If a line in the entries below contains "with", copy it.

━━━━

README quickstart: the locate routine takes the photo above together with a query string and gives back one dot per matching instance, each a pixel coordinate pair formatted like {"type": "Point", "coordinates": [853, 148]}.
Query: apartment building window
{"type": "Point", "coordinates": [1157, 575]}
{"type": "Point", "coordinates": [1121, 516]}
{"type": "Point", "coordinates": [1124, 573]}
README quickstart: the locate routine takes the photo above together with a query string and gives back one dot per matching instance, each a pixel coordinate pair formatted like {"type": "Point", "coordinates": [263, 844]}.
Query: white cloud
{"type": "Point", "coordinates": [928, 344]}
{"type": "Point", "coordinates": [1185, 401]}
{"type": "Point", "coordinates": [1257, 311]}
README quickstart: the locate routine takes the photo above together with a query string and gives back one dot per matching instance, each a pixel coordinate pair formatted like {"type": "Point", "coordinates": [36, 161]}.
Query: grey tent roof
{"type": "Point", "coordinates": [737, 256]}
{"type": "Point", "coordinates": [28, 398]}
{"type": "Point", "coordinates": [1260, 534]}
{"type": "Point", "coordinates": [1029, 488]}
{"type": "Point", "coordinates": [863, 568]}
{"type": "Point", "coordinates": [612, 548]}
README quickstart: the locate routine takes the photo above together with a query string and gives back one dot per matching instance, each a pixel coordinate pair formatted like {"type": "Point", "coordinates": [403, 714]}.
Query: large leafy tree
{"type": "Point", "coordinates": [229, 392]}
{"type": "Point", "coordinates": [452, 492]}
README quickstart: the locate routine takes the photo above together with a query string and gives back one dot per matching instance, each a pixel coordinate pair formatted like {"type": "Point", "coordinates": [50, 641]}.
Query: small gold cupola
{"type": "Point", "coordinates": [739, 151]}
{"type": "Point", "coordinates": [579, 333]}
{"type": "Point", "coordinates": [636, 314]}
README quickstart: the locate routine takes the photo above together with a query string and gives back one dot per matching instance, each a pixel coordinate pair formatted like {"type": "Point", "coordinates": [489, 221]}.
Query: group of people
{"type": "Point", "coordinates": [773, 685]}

━━━━

**RESULT:**
README quickstart: the locate routine takes the photo above together with a query string and gives back one dot per matching instance, each a pixel coordinate pair formatted like {"type": "Point", "coordinates": [853, 148]}.
README quickstart: the locate routine takes the photo above together with a query string and gives back one dot per matching instance, each a pixel coordinate pair formatted like {"type": "Point", "coordinates": [263, 844]}.
README quickstart: the locate routine takes the photo above together with a query string and gives back one dot per matching instance, each a pixel coordinate pair formatted like {"type": "Point", "coordinates": [36, 161]}.
README quickstart: the locate routine takes the photo above together with a query string and gives back one dot per matching instance, each a pixel coordinate pair formatted like {"type": "Point", "coordinates": [403, 714]}.
README quickstart: the locate routine takes the photo above together with a query string and gives back one dot per matching instance, each a pixel coordinate pair formatted like {"type": "Point", "coordinates": [50, 641]}.
README quickstart: the locate routine takes the photo above together with a query string and gives back one dot per matching instance, each a pixel coordinate pair formatted like {"type": "Point", "coordinates": [489, 221]}.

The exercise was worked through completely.